--- START ---
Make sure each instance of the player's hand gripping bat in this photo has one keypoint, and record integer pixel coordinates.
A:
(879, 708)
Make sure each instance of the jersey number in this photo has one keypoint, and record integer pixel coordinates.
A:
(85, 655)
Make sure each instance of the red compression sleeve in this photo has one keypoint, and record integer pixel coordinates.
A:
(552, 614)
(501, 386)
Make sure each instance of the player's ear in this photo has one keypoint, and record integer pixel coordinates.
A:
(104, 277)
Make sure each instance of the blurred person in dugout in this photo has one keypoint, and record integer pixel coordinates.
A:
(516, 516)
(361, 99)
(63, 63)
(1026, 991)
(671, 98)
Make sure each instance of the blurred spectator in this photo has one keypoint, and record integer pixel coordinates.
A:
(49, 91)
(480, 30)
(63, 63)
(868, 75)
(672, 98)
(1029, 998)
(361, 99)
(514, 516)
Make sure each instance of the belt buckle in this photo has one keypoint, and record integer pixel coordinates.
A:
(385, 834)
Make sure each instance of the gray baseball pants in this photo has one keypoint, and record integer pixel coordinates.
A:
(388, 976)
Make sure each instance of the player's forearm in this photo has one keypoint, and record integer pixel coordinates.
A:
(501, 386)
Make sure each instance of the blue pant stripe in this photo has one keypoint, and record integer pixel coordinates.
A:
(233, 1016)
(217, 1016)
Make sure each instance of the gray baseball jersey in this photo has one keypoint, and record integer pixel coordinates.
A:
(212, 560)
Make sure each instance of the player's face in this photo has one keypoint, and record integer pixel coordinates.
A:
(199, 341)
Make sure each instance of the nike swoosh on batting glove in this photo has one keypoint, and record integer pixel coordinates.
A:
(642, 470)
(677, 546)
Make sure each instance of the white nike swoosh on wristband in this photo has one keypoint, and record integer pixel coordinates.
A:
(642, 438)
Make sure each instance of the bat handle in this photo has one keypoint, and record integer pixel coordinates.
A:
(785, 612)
--- END ---
Can you render the lines above, starting at the one containing "Make sure each instance of the nike" and running through the final line, as a Markdown table with the columns Row and Line text, leaving out any blank lines?

ANSWER TO THIS TASK:
| Row | Line text |
|---|---|
| 1 | Make sure each instance of the nike swoosh on batting glove in this photo has one keypoint, and record integer pixel coordinates. |
| 2 | A: |
| 3 | (642, 470) |
| 4 | (677, 546) |
| 5 | Make sure each instance of the white nike swoosh on wristband in this photo has one keypoint, and record integer pixel coordinates. |
| 6 | A: |
| 7 | (642, 438) |
| 8 | Make sure each instance of the bat handle in this photo has one keypoint, and record integer pixel coordinates. |
| 9 | A: |
| 10 | (785, 612) |